[Stored records]
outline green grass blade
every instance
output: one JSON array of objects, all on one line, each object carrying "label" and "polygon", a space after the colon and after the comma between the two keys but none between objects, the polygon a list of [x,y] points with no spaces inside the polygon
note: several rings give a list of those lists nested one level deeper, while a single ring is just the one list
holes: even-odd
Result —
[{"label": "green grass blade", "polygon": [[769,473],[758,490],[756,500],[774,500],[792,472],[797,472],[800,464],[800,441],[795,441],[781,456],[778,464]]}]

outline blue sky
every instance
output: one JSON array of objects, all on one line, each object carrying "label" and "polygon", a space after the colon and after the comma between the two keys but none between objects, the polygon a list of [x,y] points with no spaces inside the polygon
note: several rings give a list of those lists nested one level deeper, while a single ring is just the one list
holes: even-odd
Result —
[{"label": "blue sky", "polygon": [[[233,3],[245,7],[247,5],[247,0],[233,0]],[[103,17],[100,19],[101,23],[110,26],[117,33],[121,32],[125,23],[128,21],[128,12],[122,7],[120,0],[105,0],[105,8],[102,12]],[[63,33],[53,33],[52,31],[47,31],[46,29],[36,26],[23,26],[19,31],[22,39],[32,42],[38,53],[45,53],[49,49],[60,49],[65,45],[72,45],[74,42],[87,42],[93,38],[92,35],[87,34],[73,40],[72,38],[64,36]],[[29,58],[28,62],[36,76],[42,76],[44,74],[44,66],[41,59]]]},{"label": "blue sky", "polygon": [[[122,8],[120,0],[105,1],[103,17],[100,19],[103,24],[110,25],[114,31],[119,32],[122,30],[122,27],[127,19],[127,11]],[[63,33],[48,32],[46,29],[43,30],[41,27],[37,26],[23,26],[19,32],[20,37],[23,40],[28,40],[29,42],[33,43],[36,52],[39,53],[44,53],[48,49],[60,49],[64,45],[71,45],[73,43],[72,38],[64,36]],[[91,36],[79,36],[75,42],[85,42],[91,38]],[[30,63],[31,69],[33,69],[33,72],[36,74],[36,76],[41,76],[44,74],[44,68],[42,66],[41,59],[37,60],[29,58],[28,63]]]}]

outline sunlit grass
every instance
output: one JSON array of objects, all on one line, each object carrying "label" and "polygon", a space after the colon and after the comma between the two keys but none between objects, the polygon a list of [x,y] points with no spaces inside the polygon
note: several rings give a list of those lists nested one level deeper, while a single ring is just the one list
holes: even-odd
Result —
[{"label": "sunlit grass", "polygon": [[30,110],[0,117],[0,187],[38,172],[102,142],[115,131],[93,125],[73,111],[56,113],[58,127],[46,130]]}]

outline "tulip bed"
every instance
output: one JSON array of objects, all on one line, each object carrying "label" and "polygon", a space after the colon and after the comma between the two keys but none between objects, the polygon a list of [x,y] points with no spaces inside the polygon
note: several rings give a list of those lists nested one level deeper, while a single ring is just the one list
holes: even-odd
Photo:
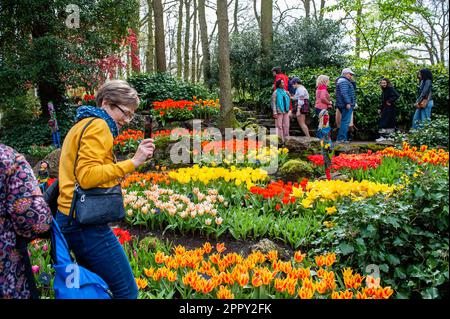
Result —
[{"label": "tulip bed", "polygon": [[[271,156],[271,151],[276,152],[272,156],[286,160],[288,154],[282,149],[269,149],[264,155]],[[361,245],[367,239],[372,240],[374,247],[383,243],[382,237],[370,237],[380,218],[392,225],[394,233],[407,229],[400,220],[417,210],[411,196],[425,200],[423,190],[419,189],[423,186],[420,181],[438,181],[437,185],[444,190],[447,187],[448,191],[448,182],[443,182],[448,179],[448,152],[403,144],[399,149],[388,147],[376,153],[342,154],[333,158],[332,169],[347,175],[347,180],[303,178],[294,183],[274,179],[258,167],[260,163],[250,165],[250,153],[247,148],[242,154],[247,156],[246,161],[240,165],[232,165],[230,161],[174,170],[164,168],[133,173],[122,181],[126,219],[121,227],[139,226],[162,230],[163,236],[170,231],[205,240],[203,246],[195,249],[173,247],[156,239],[146,241],[131,236],[126,229],[117,228],[115,233],[130,259],[140,298],[384,299],[408,295],[405,287],[416,289],[415,283],[402,280],[409,270],[398,266],[402,259],[416,262],[408,252],[397,257],[392,248],[380,246],[380,254],[383,249],[389,251],[384,257],[377,256],[376,251],[369,256]],[[308,159],[318,171],[322,170],[320,155]],[[442,218],[448,219],[448,200],[435,197],[427,199],[427,212],[443,209]],[[400,208],[392,211],[383,208],[389,203]],[[365,205],[372,207],[372,211],[356,217],[354,214],[361,209],[358,207]],[[353,211],[350,218],[348,214]],[[363,231],[358,230],[357,223],[364,224]],[[445,225],[442,228],[445,232]],[[232,238],[241,241],[269,238],[290,246],[293,253],[290,259],[279,258],[276,251],[256,251],[244,256],[224,253],[224,244],[213,247],[209,243]],[[356,243],[348,238],[356,238]],[[401,244],[401,238],[392,241],[405,245]],[[439,254],[447,249],[448,254],[448,243],[447,246],[433,243],[423,247],[435,247]],[[426,254],[421,251],[421,255]],[[43,271],[51,273],[47,251],[33,246],[32,260],[40,266],[37,277]],[[385,277],[380,282],[380,275],[374,277],[365,271],[371,260],[377,263],[386,260],[380,269],[387,285],[381,285]],[[441,261],[437,264],[442,265]],[[448,270],[448,259],[443,265]],[[414,269],[408,278],[418,276]],[[436,296],[435,287],[441,287],[442,280],[448,283],[448,276],[431,288],[425,290],[420,286],[417,291],[422,297]]]}]

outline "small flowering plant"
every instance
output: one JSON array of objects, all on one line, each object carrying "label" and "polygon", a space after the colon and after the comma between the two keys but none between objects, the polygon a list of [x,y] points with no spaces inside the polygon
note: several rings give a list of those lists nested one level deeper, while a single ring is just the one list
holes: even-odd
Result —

Problem to solve: In the records above, how many lines contain the string "outline"? Reply with the number only.

Task answer: 5